• [EXERCISE TASK]:
Filter the material below and copy out every line that contains the word "plastic".

• [DATA ENTRIES]:
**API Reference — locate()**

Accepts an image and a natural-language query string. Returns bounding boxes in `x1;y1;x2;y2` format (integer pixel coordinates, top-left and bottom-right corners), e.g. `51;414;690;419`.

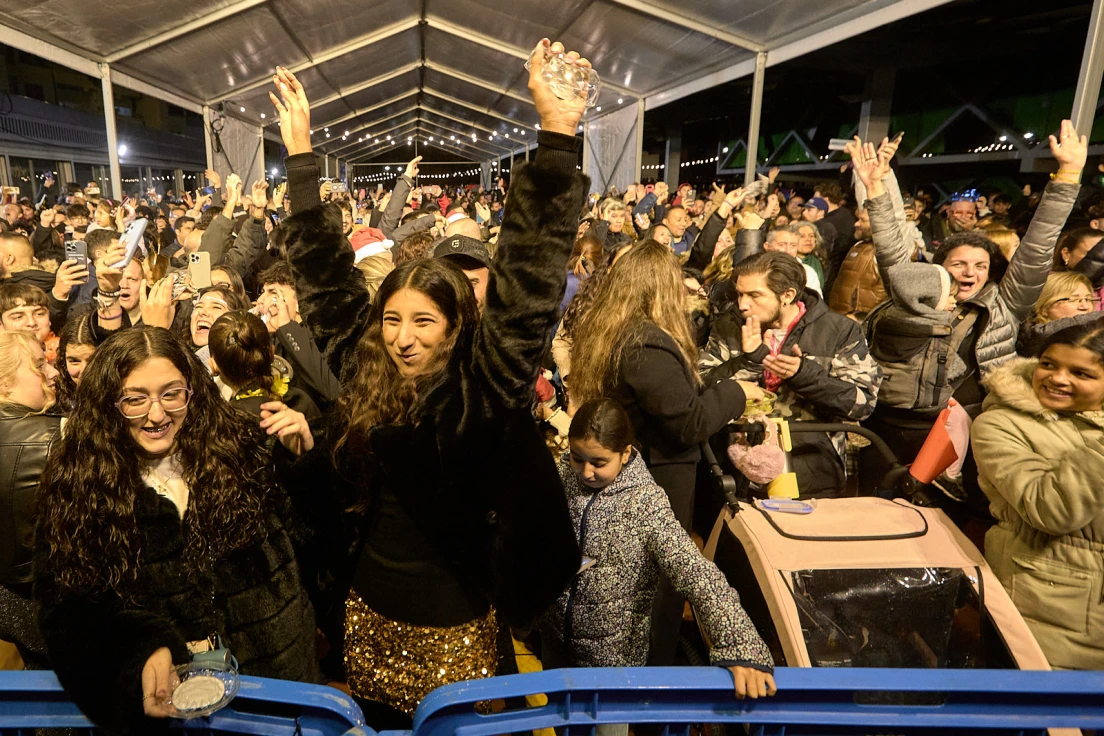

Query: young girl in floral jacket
541;398;775;697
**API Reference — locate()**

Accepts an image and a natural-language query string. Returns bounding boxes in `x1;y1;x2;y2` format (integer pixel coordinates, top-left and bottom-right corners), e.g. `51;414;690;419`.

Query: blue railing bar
0;671;374;736
414;668;1104;736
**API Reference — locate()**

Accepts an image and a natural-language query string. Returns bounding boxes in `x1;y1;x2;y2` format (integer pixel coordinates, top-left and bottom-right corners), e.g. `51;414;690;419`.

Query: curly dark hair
563;262;609;340
35;327;275;596
392;231;435;268
54;308;98;414
332;258;479;466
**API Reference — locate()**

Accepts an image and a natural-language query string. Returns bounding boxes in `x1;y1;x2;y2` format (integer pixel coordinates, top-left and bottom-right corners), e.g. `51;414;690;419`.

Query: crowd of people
0;31;1104;733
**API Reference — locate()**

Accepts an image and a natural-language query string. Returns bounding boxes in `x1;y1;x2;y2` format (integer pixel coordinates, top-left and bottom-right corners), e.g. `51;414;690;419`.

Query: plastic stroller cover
705;498;1050;670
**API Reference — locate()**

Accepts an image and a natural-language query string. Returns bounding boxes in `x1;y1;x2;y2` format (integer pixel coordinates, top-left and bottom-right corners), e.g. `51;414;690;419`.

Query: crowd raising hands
0;24;1104;732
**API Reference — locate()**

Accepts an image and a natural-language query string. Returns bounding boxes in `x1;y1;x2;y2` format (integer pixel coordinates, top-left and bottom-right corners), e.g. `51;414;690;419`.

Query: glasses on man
1054;297;1101;309
115;388;192;419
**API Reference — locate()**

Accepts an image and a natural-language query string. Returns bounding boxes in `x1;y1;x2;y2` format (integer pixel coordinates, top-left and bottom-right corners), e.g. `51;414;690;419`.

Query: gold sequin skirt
344;591;498;715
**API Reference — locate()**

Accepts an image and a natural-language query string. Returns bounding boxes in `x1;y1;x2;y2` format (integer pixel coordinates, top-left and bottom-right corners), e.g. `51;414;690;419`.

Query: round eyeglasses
115;388;192;419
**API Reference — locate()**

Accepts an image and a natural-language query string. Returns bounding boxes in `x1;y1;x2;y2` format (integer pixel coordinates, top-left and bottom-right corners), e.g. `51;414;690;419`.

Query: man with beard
700;253;881;498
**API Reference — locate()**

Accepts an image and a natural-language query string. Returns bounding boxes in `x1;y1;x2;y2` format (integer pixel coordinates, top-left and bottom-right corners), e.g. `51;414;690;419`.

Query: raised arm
269;67;371;378
473;39;590;407
1000;120;1089;324
380;156;422;238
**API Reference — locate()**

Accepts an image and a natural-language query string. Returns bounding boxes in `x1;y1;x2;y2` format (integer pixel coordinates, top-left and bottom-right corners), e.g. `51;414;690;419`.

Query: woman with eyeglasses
34;327;318;733
1016;271;1104;358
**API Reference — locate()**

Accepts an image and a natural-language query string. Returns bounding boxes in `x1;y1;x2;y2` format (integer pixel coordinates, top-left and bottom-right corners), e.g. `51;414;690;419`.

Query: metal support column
859;67;896;146
99;64;123;200
202;105;214;172
635;98;644;183
1070;0;1104;136
583;128;602;179
656;132;682;189
744;51;766;186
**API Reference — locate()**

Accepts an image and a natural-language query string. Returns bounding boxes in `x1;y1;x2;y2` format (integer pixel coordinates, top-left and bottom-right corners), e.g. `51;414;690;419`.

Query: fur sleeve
35;585;189;734
286;207;371;382
473;131;588;407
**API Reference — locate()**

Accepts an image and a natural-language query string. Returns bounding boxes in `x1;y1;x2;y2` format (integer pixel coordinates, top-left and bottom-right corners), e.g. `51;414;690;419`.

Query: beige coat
970;360;1104;670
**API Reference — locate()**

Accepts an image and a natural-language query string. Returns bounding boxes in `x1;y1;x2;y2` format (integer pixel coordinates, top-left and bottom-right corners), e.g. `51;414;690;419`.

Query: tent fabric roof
0;0;947;159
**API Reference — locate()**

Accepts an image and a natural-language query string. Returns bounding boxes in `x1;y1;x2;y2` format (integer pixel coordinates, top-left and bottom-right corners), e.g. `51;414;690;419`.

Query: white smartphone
188;250;211;291
112;217;149;268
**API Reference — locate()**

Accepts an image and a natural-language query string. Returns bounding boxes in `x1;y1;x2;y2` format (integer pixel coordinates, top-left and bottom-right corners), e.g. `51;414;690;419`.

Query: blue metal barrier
399;668;1104;736
0;672;375;736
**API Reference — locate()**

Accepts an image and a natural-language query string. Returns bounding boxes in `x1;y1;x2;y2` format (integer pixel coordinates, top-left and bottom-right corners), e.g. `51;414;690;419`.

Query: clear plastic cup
526;49;602;107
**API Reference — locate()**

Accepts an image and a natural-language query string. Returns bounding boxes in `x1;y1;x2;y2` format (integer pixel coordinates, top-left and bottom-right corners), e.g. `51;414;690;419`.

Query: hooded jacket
541;450;774;672
867;181;1081;377
699;291;882;497
970;359;1104;670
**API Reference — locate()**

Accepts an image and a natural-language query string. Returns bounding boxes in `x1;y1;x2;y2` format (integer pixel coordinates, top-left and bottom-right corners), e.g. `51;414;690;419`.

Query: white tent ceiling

• [WRITTEN ANSWER]:
Query: plastic stroller cover
Query: clear plastic cup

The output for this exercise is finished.